— START OF RECORDS SHOWN —
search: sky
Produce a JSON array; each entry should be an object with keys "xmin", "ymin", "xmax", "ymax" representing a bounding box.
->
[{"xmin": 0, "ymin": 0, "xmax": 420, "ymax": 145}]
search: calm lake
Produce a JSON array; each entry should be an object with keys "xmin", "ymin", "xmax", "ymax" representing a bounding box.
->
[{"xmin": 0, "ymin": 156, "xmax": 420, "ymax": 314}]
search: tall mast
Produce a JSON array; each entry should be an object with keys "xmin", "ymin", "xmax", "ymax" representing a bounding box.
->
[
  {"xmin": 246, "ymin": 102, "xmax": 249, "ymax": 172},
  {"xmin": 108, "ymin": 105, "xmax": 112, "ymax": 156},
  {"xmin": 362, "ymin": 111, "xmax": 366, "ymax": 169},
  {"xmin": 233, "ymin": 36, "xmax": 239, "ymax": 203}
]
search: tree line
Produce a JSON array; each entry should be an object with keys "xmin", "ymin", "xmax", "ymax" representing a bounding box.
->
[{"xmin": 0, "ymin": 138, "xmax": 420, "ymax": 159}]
— END OF RECORDS SHOWN —
REQUIREMENTS ::
Rewrite the data from the line containing "search: calm lake" through the end of the data, both inclusive, replacing "bounding box" with "rectangular region" and leaving everything else unchanged. Return only those lines.

COMPLETE OUTPUT ::
search: calm lake
Produce a JSON array; each entry should be an object with keys "xmin", "ymin", "xmax", "ymax" representing a rectangular region.
->
[{"xmin": 0, "ymin": 156, "xmax": 420, "ymax": 314}]
search: tall mast
Produce a JSON array; each entry should be an object with keys "xmin", "ymin", "xmax", "ymax" representing a rectangular region.
->
[
  {"xmin": 246, "ymin": 102, "xmax": 249, "ymax": 172},
  {"xmin": 108, "ymin": 105, "xmax": 112, "ymax": 156},
  {"xmin": 362, "ymin": 111, "xmax": 366, "ymax": 169},
  {"xmin": 233, "ymin": 36, "xmax": 239, "ymax": 203}
]
search: tree line
Produce a JSON array; each entry should be an object with keys "xmin", "ymin", "xmax", "ymax" representing a rectangular region.
->
[{"xmin": 0, "ymin": 138, "xmax": 420, "ymax": 159}]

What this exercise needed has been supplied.